- Extracted entries
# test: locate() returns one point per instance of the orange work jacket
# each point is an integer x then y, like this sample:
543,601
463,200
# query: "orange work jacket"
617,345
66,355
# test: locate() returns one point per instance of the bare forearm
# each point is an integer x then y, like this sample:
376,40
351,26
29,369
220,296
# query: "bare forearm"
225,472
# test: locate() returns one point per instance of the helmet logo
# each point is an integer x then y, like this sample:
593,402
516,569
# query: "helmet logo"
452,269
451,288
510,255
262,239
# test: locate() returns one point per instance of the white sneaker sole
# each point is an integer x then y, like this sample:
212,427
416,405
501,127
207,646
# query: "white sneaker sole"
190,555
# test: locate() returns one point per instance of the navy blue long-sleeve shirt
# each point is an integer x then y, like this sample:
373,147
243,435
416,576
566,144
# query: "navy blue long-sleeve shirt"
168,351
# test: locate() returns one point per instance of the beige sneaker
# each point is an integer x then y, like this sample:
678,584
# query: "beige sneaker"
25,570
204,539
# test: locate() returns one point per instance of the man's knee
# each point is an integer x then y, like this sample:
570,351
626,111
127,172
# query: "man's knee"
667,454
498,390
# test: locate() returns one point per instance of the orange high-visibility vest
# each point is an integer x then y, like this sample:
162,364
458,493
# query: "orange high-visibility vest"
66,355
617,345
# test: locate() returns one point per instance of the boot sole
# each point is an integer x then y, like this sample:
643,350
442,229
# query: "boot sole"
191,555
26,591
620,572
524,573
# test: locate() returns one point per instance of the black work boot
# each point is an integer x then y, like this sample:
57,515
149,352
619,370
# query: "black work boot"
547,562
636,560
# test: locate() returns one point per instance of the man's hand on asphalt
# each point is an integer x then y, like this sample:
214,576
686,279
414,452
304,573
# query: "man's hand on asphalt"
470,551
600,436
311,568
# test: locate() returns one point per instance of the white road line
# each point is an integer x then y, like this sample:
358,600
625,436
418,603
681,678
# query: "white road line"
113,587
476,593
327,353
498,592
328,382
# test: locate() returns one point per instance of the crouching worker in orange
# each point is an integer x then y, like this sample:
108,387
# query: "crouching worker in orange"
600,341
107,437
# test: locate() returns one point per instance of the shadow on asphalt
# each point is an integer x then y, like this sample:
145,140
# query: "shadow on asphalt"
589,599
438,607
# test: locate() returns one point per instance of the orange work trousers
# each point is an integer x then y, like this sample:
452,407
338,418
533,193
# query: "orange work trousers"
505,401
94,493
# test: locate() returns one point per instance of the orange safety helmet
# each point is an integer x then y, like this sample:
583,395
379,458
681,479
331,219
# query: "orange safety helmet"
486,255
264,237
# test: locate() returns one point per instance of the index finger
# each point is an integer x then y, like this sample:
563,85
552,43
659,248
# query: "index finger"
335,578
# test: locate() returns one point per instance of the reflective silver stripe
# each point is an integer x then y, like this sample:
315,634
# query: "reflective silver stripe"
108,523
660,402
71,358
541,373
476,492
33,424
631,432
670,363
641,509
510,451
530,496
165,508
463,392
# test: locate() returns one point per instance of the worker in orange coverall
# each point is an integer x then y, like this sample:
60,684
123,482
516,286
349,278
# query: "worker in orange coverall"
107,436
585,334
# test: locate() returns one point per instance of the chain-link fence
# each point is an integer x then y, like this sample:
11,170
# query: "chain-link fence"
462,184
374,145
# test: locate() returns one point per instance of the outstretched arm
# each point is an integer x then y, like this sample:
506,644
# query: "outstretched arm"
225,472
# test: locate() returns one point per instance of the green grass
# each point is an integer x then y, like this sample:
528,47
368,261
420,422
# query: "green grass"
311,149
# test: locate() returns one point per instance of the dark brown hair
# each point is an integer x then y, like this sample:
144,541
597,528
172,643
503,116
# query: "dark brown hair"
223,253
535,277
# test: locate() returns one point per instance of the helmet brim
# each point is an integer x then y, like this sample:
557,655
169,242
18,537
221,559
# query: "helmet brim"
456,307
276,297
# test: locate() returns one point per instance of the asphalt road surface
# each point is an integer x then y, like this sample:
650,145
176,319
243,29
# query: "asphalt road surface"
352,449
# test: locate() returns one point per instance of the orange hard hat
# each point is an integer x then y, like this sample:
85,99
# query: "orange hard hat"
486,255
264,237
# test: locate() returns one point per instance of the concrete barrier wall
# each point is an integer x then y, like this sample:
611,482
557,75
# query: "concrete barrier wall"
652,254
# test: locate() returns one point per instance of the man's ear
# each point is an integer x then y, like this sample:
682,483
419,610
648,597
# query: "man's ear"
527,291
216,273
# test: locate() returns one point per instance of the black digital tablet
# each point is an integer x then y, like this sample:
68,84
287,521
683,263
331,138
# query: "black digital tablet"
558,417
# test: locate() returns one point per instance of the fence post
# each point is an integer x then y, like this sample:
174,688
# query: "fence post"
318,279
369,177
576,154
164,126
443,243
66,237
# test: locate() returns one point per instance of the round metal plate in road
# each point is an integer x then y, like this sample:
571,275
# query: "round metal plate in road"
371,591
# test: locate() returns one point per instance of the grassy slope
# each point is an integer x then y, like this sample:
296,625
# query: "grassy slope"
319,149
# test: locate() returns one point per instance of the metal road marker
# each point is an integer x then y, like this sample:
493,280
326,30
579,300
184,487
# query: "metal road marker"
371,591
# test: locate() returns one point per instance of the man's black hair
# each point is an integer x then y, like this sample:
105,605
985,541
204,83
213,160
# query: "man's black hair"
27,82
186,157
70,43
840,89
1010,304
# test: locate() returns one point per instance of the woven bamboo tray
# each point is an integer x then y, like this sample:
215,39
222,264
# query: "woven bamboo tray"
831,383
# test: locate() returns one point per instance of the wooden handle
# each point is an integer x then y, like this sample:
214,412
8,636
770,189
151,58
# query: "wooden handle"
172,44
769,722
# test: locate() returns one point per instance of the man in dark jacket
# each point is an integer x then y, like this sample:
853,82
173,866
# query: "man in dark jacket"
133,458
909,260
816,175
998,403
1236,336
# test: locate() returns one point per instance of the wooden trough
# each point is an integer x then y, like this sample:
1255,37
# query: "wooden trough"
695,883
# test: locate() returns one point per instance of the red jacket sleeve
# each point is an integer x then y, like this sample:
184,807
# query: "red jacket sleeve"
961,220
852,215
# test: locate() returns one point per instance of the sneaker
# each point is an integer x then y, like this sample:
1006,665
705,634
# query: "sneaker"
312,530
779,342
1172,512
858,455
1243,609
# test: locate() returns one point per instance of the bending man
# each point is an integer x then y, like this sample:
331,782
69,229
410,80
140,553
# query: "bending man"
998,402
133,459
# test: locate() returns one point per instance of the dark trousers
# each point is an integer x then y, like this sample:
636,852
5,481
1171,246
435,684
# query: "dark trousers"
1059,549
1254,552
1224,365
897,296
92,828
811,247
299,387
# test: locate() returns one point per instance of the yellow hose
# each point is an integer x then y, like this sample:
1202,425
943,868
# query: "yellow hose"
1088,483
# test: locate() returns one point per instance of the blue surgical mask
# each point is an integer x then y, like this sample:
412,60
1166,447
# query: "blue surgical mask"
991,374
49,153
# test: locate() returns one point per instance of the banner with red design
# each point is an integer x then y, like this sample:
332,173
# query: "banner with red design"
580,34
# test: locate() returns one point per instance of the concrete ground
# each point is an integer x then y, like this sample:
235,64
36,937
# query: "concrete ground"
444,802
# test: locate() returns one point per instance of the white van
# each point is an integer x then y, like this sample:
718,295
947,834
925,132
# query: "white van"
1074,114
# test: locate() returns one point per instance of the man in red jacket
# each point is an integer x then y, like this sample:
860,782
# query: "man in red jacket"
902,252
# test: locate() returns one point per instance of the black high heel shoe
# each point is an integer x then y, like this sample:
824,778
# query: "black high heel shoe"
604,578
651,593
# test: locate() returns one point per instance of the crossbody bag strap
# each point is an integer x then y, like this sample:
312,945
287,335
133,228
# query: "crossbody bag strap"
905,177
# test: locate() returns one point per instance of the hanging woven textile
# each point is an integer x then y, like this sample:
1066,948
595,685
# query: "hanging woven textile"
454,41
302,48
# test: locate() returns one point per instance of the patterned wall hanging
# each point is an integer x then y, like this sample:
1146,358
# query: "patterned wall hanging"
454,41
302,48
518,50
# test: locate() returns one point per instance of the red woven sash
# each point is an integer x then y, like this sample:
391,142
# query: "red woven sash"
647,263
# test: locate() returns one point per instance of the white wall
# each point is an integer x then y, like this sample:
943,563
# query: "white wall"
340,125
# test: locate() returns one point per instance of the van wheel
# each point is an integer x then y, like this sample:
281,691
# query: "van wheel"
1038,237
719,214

- Short problem
Quote, without alteration, the final stretch of the entries: the line with "# test: locate() returns one point per instance of the banner" onward to the last line.

- Response to this task
# test: locate() returns one point per instance of the banner with red design
# each point is an integer x then y, like this sample:
332,173
# query: "banner with red design"
580,34
# test: locate() returns one point per instance of the concrete ground
# each point is an integer x then y, like this sample:
235,64
36,937
# query: "concrete ground"
444,802
# test: locate() returns one point per instance of the white van
# each point is an integer x then y, like this sample:
718,295
947,834
925,132
# query: "white van"
1074,114
# test: locate() returns one point per instance of the man in red jacket
# each point is an integer x then y, like this sample:
860,782
# query: "man in red jacket"
902,252
# test: locate() returns one point per instance of the black high heel shoe
# each point is an integer x then y, like this sample:
824,778
# query: "black high heel shoe"
604,578
651,593
# test: locate() returns one point per instance of the crossbody bag strap
# each point is an integer x then y, like this sample:
312,945
287,335
133,228
# query: "crossbody bag strap"
905,177
# test: locate() returns one point per instance of the hanging woven textile
# each point is an integer x then y, like this sample:
1066,948
595,685
# query: "hanging woven textile"
454,41
302,48
# test: locate() returns one point per instance of the patterned wall hanging
# each point is an integer x then y, like this sample:
1146,358
# query: "patterned wall hanging"
454,41
302,48
518,50
# test: locate() returns one point per instance of the red woven sash
# each point is an integer x then y, like this sample:
391,142
# query: "red woven sash"
647,263
# test: locate() returns one point per instance of the white wall
# each point is an integer x then y, like this sample:
943,563
# query: "white wall"
340,125
# test: locate() returns one point per instance of the van wheel
# each point is an integer x then y, like this sample:
281,691
# query: "van wheel"
1038,237
719,214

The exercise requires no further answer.